▸ Passage provided:
** START **
The faculty members are all in UMass Amherst’s College of Natural Sciences. CNS Dean Steve Goodwin said, “The seven researchers identified by Thomson Reuters are engaged in exceptionally high quality science and have demonstrated a significant impact on their fields of study. Their continuing recognition is a source of great pride for the university.”

The UMass Amherst researchers are among more than 3,000 researchers in 21 fields who earned this distinction “by writing the greatest numbers of reports officially designated by Essential Science Indicators as highly cited papers, ranking among the top 1 percent most cited for their subject field and year of publication, earning them the mark of exceptional impact.”

To focus on “more contemporary research achievement” and “recognize early and mid-career as well as senior researchers,” the Thomson Reuters team surveyed only articles and reviews in science and social sciences journals indexed in the Web of Science Core Collection during the period 2003-13. Next, as an impact measure they considered only Highly Cited Papers, those ranked in the top 1 percent by citations for field and year, instead of total citations.

“Relatively younger researchers are more apt to emerge in such an analysis than in one dependent on total citations over many years,” compilers note. Data used in the analysis and selection came from Essential Science Indicators, 2002-12, which included 113,092 Highly Cited Papers.

The Thomson Reuters group determined how many researchers to include in the list for each field based on the population of each field. The analysis does not include letters to the editor, correction notices and other marginalia.

The ranking team notes that “there are many highly accomplished and influential researchers who are not recognized by the method described above and whose names do not appear in the new list,” and “the only reasonable approach to interpreting a list of top researchers such as ours is to fully understand the method behind the data and results, and why the method was used.”
** END **
▸ Direction: In the passage about the highly cited UMass Amherst researchers, how many Highly Cited Papers did the Essential Science Indicators data include?

▸ Data block:
** START **
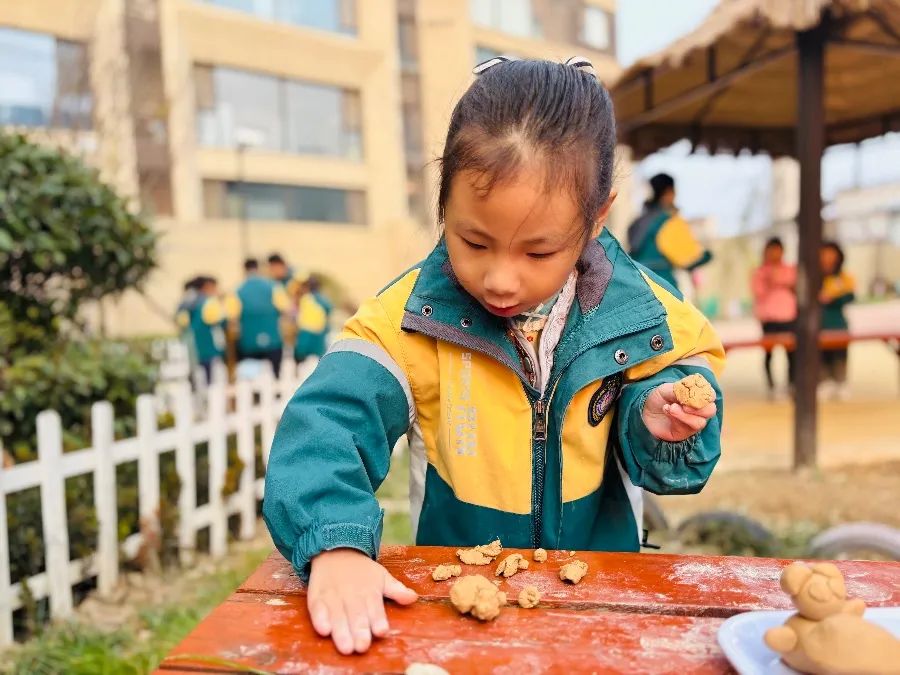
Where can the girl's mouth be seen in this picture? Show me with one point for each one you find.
(502, 311)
** END **
▸ Exercise output: 113,092